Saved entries
━━━━━━
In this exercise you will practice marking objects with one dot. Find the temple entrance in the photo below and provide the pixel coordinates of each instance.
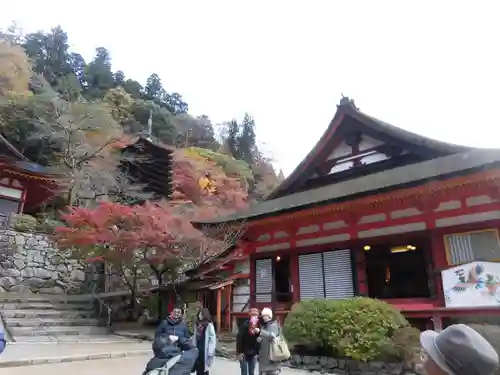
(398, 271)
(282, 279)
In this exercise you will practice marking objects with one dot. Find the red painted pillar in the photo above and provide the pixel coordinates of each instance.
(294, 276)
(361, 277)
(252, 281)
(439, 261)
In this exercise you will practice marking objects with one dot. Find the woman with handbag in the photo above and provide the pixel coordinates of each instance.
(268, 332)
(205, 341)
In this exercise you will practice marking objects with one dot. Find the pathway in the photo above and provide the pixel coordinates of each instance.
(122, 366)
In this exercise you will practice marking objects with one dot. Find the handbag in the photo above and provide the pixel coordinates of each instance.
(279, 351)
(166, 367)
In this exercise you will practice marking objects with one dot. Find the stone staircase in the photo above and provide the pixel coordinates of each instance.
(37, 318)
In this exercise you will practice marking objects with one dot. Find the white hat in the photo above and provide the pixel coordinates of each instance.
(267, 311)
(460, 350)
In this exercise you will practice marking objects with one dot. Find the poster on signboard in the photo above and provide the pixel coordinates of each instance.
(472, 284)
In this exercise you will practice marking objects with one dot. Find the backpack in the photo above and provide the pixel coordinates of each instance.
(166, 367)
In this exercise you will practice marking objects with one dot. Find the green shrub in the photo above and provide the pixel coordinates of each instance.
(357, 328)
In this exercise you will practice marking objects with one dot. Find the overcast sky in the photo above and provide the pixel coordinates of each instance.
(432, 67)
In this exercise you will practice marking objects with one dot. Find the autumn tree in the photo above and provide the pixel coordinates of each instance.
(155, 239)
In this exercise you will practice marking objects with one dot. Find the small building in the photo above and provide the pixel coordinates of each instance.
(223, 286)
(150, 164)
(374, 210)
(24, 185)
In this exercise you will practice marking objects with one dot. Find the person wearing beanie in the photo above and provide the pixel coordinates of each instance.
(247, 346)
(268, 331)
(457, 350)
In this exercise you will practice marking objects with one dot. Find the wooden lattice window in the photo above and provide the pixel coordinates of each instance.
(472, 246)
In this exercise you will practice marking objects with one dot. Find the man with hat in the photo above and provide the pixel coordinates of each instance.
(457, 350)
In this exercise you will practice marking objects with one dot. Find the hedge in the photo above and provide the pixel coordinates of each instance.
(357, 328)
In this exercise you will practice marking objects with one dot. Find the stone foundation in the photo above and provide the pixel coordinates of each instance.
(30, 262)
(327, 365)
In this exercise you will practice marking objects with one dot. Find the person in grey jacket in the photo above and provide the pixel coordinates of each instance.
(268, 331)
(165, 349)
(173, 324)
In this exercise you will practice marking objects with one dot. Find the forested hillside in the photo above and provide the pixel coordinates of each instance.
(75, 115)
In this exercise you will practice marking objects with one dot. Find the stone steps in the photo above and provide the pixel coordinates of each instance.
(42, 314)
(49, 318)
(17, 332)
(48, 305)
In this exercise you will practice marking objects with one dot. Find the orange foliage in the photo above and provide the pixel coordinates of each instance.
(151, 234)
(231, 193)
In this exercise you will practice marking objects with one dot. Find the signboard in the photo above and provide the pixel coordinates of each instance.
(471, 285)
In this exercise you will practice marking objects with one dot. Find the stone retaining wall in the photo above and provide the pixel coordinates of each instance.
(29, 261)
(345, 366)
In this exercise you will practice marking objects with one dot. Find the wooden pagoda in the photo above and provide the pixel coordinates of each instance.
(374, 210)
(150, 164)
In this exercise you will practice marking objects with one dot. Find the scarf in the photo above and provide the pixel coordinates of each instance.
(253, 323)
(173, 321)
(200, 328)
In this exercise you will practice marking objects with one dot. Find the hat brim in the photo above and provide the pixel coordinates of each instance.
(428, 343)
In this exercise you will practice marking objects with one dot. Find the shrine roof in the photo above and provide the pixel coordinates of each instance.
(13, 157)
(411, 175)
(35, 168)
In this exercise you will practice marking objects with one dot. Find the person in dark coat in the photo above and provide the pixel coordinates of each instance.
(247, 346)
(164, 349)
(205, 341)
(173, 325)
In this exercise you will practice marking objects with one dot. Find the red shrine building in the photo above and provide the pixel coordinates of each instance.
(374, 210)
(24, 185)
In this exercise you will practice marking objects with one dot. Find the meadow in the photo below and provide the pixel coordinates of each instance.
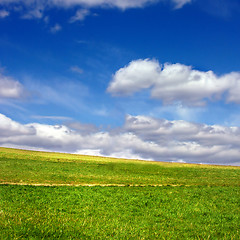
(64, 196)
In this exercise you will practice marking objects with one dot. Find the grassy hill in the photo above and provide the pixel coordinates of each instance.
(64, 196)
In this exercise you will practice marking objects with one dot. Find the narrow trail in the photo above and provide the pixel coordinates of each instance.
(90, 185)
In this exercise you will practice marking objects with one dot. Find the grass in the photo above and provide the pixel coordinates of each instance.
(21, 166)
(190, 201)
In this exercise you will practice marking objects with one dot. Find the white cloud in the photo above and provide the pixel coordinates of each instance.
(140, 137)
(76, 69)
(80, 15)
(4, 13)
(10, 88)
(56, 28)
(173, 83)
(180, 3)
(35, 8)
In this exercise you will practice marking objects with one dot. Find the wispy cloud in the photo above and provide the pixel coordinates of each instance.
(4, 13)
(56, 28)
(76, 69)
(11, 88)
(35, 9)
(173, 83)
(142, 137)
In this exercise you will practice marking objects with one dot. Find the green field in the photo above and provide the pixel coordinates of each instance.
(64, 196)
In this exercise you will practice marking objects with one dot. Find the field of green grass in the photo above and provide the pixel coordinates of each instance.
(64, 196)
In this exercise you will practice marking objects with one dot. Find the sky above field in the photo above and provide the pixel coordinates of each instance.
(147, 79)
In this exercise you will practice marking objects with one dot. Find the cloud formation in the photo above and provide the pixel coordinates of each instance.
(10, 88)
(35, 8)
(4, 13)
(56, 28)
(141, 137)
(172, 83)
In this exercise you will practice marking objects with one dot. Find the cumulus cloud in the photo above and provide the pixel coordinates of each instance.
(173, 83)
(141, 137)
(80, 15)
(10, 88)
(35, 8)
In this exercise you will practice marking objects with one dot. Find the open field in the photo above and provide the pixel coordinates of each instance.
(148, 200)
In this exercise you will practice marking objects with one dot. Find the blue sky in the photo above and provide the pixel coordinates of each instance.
━━━━━━
* **What you will do**
Without the pictures, write out every entry precisely as it appears.

* **Response to the exercise**
In this exercise you will practice marking objects with one dot. Find the temple entrance in the photo below and provide the pixel coordinates of each instance.
(398, 271)
(282, 279)
In this exercise you will practice marking objects with one dot. Find the red painted pillar in the photo above and provide the pixel coordinates of each instance.
(294, 276)
(361, 277)
(252, 281)
(439, 261)
In this exercise you will practice marking objects with one dot. Find the woman with handbag in the photo above and provide the pixel coordinates of each instance.
(268, 332)
(205, 341)
In this exercise you will practice marking objects with one dot. Find the pathway in the photo above and provide the pixel coordinates of each instance.
(122, 366)
In this exercise you will practice marking objects with one dot. Find the handbag in the photo above and provide the pixel coordinates of each instance.
(279, 351)
(166, 367)
In this exercise you will practice marking objects with one dot. Find the stone staircase in the photo above and provide the pixel coordinates of each instance.
(37, 318)
In this exercise you will practice marking objects with one dot. Find the white hat in the photo above and provide the pixel coordinates of each instance.
(267, 311)
(460, 350)
In this exercise you will practice marking objects with one dot. Find the poster on signboard in the photo above and provide the pixel coordinates of each instance.
(472, 284)
In this exercise you will practice marking objects with one dot. Find the backpack in the photo above and provide the pixel coordinates of each instance.
(166, 367)
In this exercise you will practice marking objects with one dot. Find the green shrub in the photo above and provide the pixel coordinates of each instance.
(357, 328)
In this exercise you will practice marking objects with one dot. Find the overcast sky in the photo above and provide the pixel coordinates of each instance.
(432, 67)
In this exercise you will practice marking objects with one dot. Find the autumn tree in the photo above and provide the pixel coordinates of each instance.
(155, 239)
In this exercise you will practice marking objects with one dot. Find the small building in the photo above and provide the pixel coordinates of each instance.
(223, 286)
(150, 164)
(374, 210)
(24, 185)
In this exercise you will practice marking objects with one dot. Find the person wearing beanie in the photo above and provide the pixel coordinates of each instance.
(247, 346)
(268, 331)
(457, 350)
In this exercise you will practice marking objects with one dot. Find the wooden lattice window in the photo above and provide the pixel coordinates of each instance.
(472, 246)
In this exercise you will practice marking objects with one dot. Find the man with hat in the photo above and provide the pixel coordinates of each instance.
(457, 350)
In this exercise you will practice marking objects with one dot. Find the hedge in the photo above and provide the pixel coordinates of each instance.
(357, 328)
In this exercise you will practice marking objects with one dot. Find the stone foundation in the photo above and provide the pixel coordinates of each instance.
(30, 262)
(327, 365)
In this exercise you will practice marking objects with one dot. Find the person in grey jacket in the photo above and provide the pixel coordinates of each instance.
(268, 331)
(165, 349)
(173, 324)
In this exercise you will practice marking objects with one dot. Find the forested hillside in the photo above and provide the pixel coordinates of each instance.
(75, 115)
In this exercise you will practice marking objects with one dot. Find the stone steps in the photo above and provide the pixel coordinates of each instance.
(42, 314)
(49, 318)
(17, 332)
(48, 305)
In this exercise you will practice marking objects with one dot. Find the orange foliage in the photo above and provide the pixel coordinates of each instance.
(151, 234)
(231, 193)
In this exercise you will practice marking objects with one dot. Find the signboard in the photo above and provide the pixel coordinates of each instance.
(471, 285)
In this exercise you will practice marking objects with one dot. Find the stone retaining wall in the photo above and provide the pixel coordinates of each instance.
(29, 261)
(345, 366)
In this exercise you will practice marking objects with one dot. Find the wooden pagoda in the photo above and provide the pixel coordinates of each instance.
(374, 210)
(150, 164)
In this exercise you will practice marking objects with one dot. Find the scarf in the photo above and provide the pixel coordinates of each instance.
(253, 323)
(173, 321)
(200, 328)
In this exercise you will practice marking objects with one dot. Find the hat brim in the photo above and provide the pixel coordinates of each instance.
(428, 343)
In this exercise you will practice marking objects with one dot. Find the shrine roof in the photo above and provide the pixel coordinates of each instance.
(13, 157)
(411, 175)
(35, 168)
In this exercise you will practice marking objects with one dot. Find the person in dark coat in the photo above and provide the pixel coordinates of each instance.
(247, 346)
(164, 349)
(205, 341)
(173, 325)
In this exercise you will practice marking objects with one dot. Find the red shrine building in the photo above and provide the pixel coordinates of each instance.
(374, 210)
(24, 185)
In this exercise you will practice marking objects with one dot. Find the meadow in the photo below and provide the pixel coordinates of each instance.
(64, 196)
In this exercise you will practice marking objects with one dot. Find the grassy hill in the photo above and provide the pixel coordinates of each instance.
(64, 196)
In this exercise you will practice marking objects with one dot. Find the narrow trail in the photo above and provide the pixel coordinates of each instance.
(90, 185)
In this exercise you will practice marking objects with one dot. Find the grass in the photo above and provide the pixel coordinates of each instance.
(21, 166)
(190, 201)
In this exercise you will practice marking objects with one dot. Find the white cloud in the photo above and provide the pixel coordinates of each instance.
(140, 137)
(76, 69)
(80, 15)
(4, 13)
(10, 88)
(56, 28)
(173, 83)
(180, 3)
(35, 8)
In this exercise you will practice marking objects with one dot. Find the wispy cloud in the photo above and provide the pixel coordinates of each instance.
(4, 13)
(56, 28)
(76, 69)
(11, 88)
(35, 9)
(173, 83)
(142, 137)
In this exercise you will practice marking objects with one dot. Find the green field in the photo above and provide the pixel coordinates of each instance.
(64, 196)
In this exercise you will practice marking objects with one dot. Find the field of green grass in the photo above and provide the pixel coordinates of each instance.
(64, 196)
In this exercise you will practice marking objects with one dot. Find the sky above field in the photo above and provide the pixel coordinates of each instance.
(147, 79)
In this exercise you will practice marking objects with one dot. Find the cloud formation in the photo above and provide the pixel coordinates of each instance.
(10, 88)
(35, 8)
(4, 13)
(56, 28)
(141, 137)
(172, 83)
In this exercise you will practice marking objects with one dot. Find the cumulus cloud in the photo above and provide the pixel coordinates of each instance.
(173, 83)
(141, 137)
(80, 15)
(10, 88)
(35, 8)
In this exercise you will practice marking objects with one dot. Find the open field in the photo above and provide the pixel coordinates of each instance.
(148, 200)
In this exercise you will practice marking objects with one dot. Find the blue sky in the photo above and provide the pixel coordinates of each instance.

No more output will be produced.